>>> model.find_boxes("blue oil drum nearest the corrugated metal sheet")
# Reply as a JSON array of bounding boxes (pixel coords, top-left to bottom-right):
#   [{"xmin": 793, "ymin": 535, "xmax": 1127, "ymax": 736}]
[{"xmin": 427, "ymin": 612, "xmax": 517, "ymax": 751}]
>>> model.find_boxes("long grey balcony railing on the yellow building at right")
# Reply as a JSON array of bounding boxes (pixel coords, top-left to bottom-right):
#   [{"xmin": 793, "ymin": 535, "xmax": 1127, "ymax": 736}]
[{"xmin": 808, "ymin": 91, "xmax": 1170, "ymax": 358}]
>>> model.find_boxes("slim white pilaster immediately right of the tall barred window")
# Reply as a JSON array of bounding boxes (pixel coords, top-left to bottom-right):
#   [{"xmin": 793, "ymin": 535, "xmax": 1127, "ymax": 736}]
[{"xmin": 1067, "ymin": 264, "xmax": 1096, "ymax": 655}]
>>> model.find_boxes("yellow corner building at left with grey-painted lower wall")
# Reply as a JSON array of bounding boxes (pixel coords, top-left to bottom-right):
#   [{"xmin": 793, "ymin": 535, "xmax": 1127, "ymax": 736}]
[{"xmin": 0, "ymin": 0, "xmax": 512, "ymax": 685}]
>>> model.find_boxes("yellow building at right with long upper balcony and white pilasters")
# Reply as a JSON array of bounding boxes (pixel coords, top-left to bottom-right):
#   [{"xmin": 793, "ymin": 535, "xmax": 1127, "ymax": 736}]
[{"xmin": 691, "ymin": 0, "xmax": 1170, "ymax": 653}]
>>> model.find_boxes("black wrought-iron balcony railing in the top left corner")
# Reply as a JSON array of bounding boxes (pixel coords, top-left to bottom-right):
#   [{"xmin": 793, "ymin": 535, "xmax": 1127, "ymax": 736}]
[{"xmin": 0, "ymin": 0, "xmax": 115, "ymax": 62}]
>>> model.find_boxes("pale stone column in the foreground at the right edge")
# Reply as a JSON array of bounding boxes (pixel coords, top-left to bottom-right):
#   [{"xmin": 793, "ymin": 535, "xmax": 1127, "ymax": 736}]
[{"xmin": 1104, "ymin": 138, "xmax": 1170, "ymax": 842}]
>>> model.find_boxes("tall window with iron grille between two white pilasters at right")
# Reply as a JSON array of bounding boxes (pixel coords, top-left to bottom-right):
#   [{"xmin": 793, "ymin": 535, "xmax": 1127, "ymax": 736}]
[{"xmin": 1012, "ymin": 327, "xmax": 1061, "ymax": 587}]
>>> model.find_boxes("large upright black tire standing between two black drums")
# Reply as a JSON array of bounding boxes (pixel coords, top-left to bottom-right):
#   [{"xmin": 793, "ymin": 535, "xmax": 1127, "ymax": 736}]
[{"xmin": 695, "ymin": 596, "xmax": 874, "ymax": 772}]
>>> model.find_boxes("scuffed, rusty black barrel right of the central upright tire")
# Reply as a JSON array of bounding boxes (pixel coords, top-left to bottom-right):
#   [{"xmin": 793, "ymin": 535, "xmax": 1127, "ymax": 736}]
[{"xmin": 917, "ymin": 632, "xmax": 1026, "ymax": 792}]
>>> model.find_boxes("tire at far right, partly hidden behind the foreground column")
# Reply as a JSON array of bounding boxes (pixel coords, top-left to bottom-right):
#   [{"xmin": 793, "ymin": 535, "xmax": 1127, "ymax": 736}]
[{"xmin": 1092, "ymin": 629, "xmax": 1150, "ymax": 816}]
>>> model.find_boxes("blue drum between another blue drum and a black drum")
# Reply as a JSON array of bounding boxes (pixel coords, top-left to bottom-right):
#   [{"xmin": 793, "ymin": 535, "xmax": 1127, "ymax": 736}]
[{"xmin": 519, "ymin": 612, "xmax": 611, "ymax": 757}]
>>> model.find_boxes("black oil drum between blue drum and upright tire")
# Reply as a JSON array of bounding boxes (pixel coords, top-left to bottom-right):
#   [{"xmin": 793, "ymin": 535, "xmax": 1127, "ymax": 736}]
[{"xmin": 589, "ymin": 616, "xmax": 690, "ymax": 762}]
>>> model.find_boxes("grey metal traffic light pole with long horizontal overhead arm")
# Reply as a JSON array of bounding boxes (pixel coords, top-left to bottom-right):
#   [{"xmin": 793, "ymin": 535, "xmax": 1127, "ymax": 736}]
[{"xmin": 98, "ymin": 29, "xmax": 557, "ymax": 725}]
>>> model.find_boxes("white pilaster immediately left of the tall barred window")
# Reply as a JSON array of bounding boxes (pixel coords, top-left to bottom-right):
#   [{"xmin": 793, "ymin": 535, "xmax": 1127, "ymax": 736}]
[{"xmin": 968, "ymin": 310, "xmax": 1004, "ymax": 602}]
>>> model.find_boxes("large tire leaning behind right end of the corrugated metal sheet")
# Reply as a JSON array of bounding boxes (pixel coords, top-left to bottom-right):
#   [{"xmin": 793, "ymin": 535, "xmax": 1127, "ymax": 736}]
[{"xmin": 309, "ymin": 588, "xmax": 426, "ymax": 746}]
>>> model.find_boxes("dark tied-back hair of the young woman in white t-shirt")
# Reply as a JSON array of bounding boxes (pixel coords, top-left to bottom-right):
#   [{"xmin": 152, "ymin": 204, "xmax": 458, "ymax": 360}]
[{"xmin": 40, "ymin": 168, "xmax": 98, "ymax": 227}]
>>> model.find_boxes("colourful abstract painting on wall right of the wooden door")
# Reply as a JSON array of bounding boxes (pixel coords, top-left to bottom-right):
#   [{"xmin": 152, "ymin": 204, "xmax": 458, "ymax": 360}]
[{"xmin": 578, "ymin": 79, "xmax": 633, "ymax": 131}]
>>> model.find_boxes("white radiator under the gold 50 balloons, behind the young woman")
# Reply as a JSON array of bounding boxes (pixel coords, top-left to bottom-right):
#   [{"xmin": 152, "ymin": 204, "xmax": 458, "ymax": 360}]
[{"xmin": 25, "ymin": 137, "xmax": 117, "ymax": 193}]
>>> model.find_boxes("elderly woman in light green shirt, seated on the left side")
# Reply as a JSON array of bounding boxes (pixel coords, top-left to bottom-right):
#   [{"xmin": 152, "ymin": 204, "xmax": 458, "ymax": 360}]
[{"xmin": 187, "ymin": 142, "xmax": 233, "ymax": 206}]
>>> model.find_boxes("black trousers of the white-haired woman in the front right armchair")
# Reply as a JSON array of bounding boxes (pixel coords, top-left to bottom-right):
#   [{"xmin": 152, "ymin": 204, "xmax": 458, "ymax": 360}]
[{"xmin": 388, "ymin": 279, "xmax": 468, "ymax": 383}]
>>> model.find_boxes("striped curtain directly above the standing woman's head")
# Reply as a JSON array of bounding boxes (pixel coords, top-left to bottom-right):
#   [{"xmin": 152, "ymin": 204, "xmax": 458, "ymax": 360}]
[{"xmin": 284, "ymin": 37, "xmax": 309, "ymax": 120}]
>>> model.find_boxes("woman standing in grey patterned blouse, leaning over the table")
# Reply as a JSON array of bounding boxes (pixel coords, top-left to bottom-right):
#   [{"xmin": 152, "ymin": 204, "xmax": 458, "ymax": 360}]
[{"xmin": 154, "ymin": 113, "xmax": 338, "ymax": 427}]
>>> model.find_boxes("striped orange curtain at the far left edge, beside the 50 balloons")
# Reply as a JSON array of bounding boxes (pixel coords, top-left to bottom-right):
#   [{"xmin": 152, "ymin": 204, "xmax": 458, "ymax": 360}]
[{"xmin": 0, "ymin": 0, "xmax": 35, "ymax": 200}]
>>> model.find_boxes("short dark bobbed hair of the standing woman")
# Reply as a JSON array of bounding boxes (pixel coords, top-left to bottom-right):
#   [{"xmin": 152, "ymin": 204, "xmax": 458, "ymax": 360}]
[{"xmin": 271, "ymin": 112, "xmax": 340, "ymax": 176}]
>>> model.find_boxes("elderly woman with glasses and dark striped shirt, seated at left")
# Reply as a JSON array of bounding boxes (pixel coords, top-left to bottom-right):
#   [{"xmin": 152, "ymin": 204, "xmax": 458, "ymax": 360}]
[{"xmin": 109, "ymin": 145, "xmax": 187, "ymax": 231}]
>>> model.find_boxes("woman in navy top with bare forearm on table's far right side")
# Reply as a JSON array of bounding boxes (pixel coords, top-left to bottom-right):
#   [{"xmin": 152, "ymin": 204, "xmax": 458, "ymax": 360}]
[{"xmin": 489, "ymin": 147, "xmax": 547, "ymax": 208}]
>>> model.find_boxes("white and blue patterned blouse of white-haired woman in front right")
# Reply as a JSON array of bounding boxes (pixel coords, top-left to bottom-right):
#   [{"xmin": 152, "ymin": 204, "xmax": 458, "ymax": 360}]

────────────────

- HOW TO COMPLETE THIS TASK -
Start at the first line of the data above. Stop after the line containing "corner building at", reproducing each line exactly and adding nothing.

- ANSWER AREA -
>>> model.find_boxes("blue oil drum nearest the corrugated metal sheet")
# Reply as a JSON array of bounding boxes (pixel coords, top-left to bottom-right):
#   [{"xmin": 793, "ymin": 535, "xmax": 1127, "ymax": 736}]
[{"xmin": 427, "ymin": 612, "xmax": 517, "ymax": 751}]
>>> model.find_boxes("long grey balcony railing on the yellow building at right")
# Reply as a JSON array of bounding boxes (pixel coords, top-left to bottom-right):
#   [{"xmin": 793, "ymin": 535, "xmax": 1127, "ymax": 736}]
[{"xmin": 808, "ymin": 91, "xmax": 1170, "ymax": 358}]
>>> model.find_boxes("slim white pilaster immediately right of the tall barred window")
# Reply as a JSON array of bounding boxes (pixel coords, top-left to bottom-right):
#   [{"xmin": 793, "ymin": 535, "xmax": 1127, "ymax": 736}]
[{"xmin": 1067, "ymin": 264, "xmax": 1096, "ymax": 655}]
>>> model.find_boxes("yellow corner building at left with grey-painted lower wall")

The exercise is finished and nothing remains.